* [What this exercise asks]:
- 1) Answer these questions from the article about Candace Parker, one line each:
(a) At which venue did Parker give her induction speech?
(b) How many minutes did she speak?
(c) What did her brother Marcus become after attending Johns Hopkins?
- 2) In one to three sentences, explain why the article about Candace Parker calls her outfit the perfect touch to her induction speech.
- 3) List every venture the article about Candace Parker says she took on off the court.

* [Passage to read]:
====

Candace Parker stood center stage at the Tennessee Theatre, captivating the crowd in the final speech of the evening at the Women's Basketball Hall of Fame induction.
She talked for 20 minutes, the audience hanging on every word the Lady Vols legend spoke to commemorate her career on June 27.
Parker's outfit for the special night was a reference to one of legendary Tennessee coach Pat Summitt's iconic suits she donned on the sidelines, with orange pants and a white jacket with orange trim.
Parker's version was immediately recognizable to anyone who had seen Summitt's, and it was the perfect touch to her induction speech, which began with a Voltaire quote: "Originality is nothing but judicious imitation." "Nobody actually becomes or creates in a vacuum, right?" Parker said.
"Every great athlete, musician, business person, or artist they have influences ..
It's not blind copying, it's discerning imitation.
You study your influences closely enough to know what it takes and what you want to take from that." Parker herself is a product of the role models she chased.
First it was her older brothers, Anthony and Marcus, who she refused to not be part of everything with, despite eight and 11 years separating her from them.
Anthony had a 10-year NBA career while Marcus went to Johns Hopkins and became a doctor.
Learning from their example is part of what led Parker to redefine what was possible for women's basketball players off the court.
Parker got into broadcasting long before she retired from playing, owns a production company with two documentaries already, wrote a book and immediately transitioned into president of women's basketball at Adidas after she retired in 2024.
"It just allowed me to understand that I can take my basketball career and I can do other things with it and capitalize on other opportunities," Parker told Knox News on June 26.
"I was always huge into reading and studying and getting to know people and things like that.
And so I think all of those things are kind of helping me pivot." Parker gave a beautiful tribute to her mother, Sara, whose quiet strength was the driving force to greatness.
When Sara saw how heavily Parker's ambition and impatience to become everything she dreamed, the way that pressure brought her daughter to tears, she gave her a reminder.

====

* [Material provided]:
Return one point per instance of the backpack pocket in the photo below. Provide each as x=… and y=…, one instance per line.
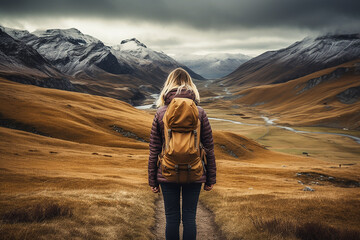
x=182, y=173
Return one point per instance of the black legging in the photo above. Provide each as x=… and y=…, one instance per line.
x=190, y=197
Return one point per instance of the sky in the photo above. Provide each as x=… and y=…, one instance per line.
x=183, y=27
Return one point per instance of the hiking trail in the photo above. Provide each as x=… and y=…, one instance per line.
x=206, y=228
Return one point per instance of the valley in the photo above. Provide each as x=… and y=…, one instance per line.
x=75, y=127
x=96, y=177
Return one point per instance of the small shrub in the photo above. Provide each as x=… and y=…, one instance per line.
x=37, y=213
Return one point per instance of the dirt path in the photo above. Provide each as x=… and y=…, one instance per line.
x=206, y=228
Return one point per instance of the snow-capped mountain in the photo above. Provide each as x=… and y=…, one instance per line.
x=297, y=60
x=136, y=53
x=73, y=52
x=214, y=65
x=130, y=71
x=20, y=62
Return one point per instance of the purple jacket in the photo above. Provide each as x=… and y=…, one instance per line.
x=157, y=139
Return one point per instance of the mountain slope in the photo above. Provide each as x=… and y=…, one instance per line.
x=299, y=59
x=330, y=97
x=23, y=64
x=130, y=72
x=136, y=53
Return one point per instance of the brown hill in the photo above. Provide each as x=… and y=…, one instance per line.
x=87, y=177
x=329, y=97
x=299, y=59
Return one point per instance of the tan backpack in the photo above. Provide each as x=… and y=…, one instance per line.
x=182, y=159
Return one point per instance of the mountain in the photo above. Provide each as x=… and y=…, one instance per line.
x=299, y=59
x=21, y=63
x=138, y=54
x=214, y=65
x=73, y=52
x=329, y=97
x=130, y=71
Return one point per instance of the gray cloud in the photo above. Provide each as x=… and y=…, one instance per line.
x=320, y=15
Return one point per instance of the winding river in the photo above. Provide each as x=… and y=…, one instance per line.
x=267, y=120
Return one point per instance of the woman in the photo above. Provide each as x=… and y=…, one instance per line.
x=180, y=84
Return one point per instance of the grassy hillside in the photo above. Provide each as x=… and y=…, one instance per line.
x=316, y=106
x=75, y=166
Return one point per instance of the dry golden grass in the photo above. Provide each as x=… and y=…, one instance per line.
x=88, y=181
x=317, y=106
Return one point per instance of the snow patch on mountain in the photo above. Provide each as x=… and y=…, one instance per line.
x=72, y=35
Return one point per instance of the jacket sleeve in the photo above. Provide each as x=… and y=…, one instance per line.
x=208, y=143
x=155, y=147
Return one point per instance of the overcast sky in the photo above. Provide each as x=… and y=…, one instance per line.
x=179, y=27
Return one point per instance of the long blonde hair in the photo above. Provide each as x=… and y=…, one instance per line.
x=178, y=78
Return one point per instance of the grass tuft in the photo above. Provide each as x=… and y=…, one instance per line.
x=37, y=213
x=304, y=231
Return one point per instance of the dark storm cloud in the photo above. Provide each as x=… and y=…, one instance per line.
x=209, y=14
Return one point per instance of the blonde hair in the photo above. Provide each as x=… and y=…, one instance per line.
x=178, y=78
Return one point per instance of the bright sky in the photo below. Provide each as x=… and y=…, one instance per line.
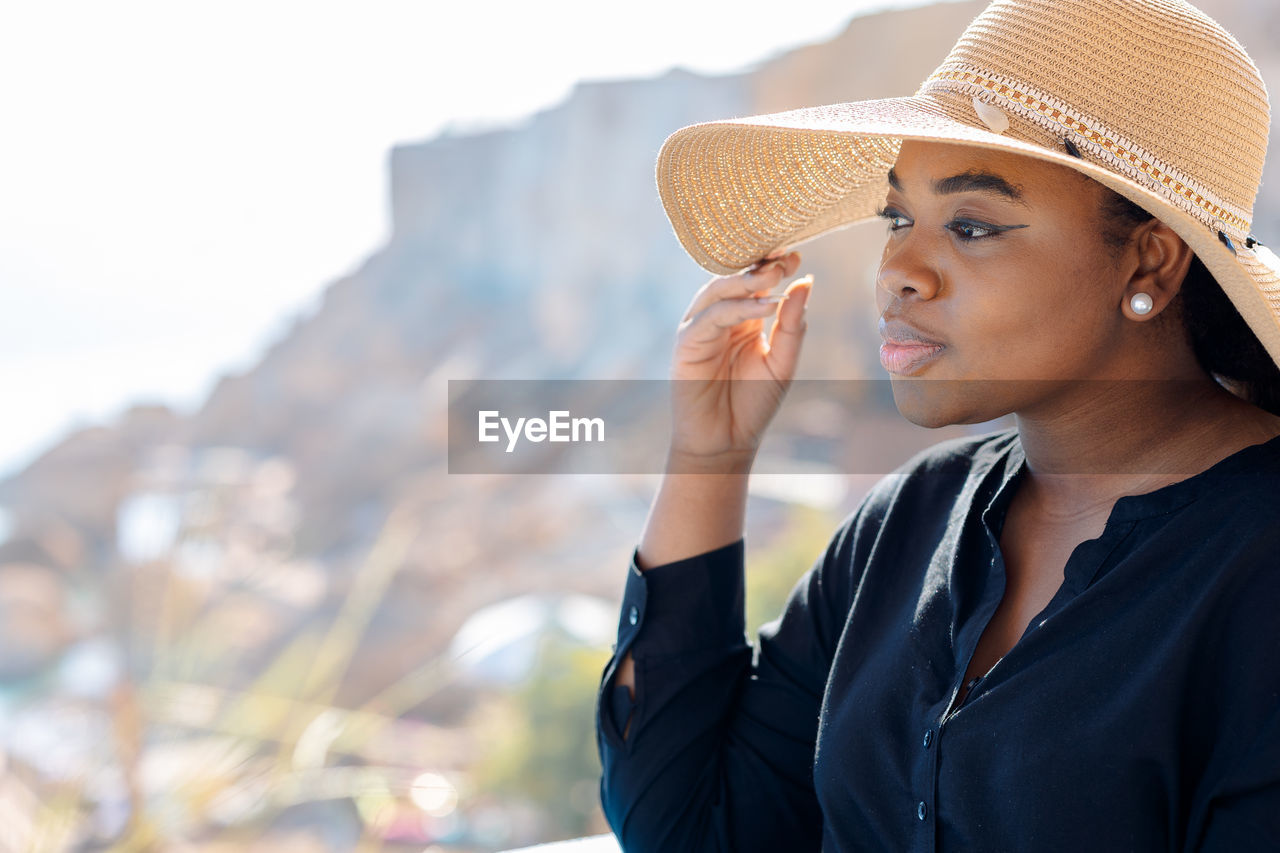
x=178, y=179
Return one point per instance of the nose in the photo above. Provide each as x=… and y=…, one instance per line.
x=905, y=269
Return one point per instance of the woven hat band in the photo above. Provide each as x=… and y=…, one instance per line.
x=1091, y=136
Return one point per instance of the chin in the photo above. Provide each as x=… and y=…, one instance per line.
x=944, y=402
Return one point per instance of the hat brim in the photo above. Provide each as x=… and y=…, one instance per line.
x=737, y=190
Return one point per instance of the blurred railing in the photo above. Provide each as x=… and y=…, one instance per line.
x=606, y=843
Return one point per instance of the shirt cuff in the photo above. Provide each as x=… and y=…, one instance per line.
x=690, y=605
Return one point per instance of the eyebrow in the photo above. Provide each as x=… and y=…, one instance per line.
x=970, y=181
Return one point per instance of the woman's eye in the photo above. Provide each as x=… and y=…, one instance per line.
x=972, y=231
x=895, y=219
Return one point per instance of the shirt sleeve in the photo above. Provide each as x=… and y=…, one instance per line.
x=721, y=748
x=1246, y=813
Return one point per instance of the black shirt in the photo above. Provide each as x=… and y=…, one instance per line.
x=1139, y=711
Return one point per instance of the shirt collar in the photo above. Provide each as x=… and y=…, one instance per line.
x=1255, y=460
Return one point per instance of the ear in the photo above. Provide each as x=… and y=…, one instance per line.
x=1162, y=260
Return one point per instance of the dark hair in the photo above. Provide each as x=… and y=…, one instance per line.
x=1223, y=342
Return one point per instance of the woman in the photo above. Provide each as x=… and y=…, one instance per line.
x=1057, y=637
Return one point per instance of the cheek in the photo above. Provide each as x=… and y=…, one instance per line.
x=1037, y=313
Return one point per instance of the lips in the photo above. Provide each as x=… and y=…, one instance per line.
x=906, y=350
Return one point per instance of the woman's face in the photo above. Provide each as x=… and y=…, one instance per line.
x=999, y=260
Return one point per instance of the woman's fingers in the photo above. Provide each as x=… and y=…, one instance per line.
x=762, y=277
x=714, y=320
x=787, y=333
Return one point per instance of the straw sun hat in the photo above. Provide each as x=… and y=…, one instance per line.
x=1151, y=97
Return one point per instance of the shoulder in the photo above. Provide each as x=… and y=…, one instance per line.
x=960, y=455
x=929, y=483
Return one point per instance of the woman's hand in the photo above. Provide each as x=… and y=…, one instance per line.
x=718, y=422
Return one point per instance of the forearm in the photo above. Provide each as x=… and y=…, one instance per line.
x=693, y=512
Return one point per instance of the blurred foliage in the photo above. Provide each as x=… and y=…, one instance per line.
x=543, y=749
x=775, y=569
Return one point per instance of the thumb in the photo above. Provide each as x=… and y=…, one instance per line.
x=787, y=333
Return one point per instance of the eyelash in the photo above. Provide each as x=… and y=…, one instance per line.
x=890, y=213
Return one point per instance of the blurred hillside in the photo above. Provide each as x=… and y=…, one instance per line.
x=312, y=489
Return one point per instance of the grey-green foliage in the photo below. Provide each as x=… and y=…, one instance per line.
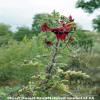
x=88, y=5
x=22, y=32
x=5, y=33
x=96, y=23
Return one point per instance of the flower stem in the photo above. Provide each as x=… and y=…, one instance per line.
x=49, y=69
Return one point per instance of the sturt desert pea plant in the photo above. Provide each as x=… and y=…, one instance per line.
x=53, y=81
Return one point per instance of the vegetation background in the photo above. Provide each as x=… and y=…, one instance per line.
x=24, y=54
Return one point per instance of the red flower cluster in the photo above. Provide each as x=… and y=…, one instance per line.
x=60, y=32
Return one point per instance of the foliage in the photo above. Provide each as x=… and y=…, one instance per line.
x=96, y=23
x=5, y=33
x=90, y=6
x=54, y=80
x=22, y=32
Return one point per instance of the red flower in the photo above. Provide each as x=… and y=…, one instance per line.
x=70, y=18
x=44, y=27
x=60, y=32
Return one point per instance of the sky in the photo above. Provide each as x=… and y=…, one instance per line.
x=21, y=12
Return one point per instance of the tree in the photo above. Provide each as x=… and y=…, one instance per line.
x=21, y=32
x=89, y=7
x=5, y=33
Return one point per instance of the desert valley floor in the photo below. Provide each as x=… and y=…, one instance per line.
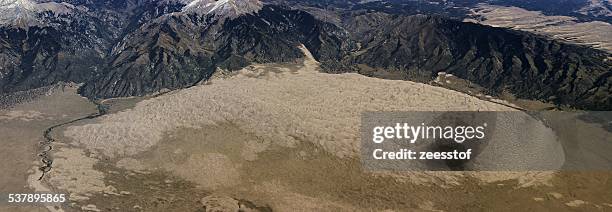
x=274, y=137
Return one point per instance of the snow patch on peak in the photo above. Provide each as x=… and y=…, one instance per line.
x=25, y=12
x=223, y=8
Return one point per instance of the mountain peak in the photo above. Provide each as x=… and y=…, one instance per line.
x=25, y=12
x=223, y=8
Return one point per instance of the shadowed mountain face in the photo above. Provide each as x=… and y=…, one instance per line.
x=157, y=46
x=527, y=65
x=180, y=50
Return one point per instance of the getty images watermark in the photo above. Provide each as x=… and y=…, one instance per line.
x=485, y=141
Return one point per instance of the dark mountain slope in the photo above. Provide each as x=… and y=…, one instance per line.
x=179, y=50
x=529, y=66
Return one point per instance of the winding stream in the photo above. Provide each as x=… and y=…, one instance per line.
x=47, y=146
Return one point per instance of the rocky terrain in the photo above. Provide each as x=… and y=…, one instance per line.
x=569, y=29
x=273, y=137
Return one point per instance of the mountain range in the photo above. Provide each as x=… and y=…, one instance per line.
x=136, y=47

====

* [Results of the tasks]:
- 1)
(a) The Tennessee Theatre
(b) 20 minutes
(c) A doctor

- 2) Her outfit, with orange pants and a white jacket with orange trim, was a version of one of coach Pat Summitt's iconic sideline suits. Her speech opened with Voltaire's words "Originality is nothing but judicious imitation," so the outfit matched the speech's theme.

- 3)
- Broadcasting, which she began long before she retired from playing
- A production company, which already has two documentaries
- Writing a book
- Serving as president of women's basketball at Adidas, a role she took right after retiring in 2024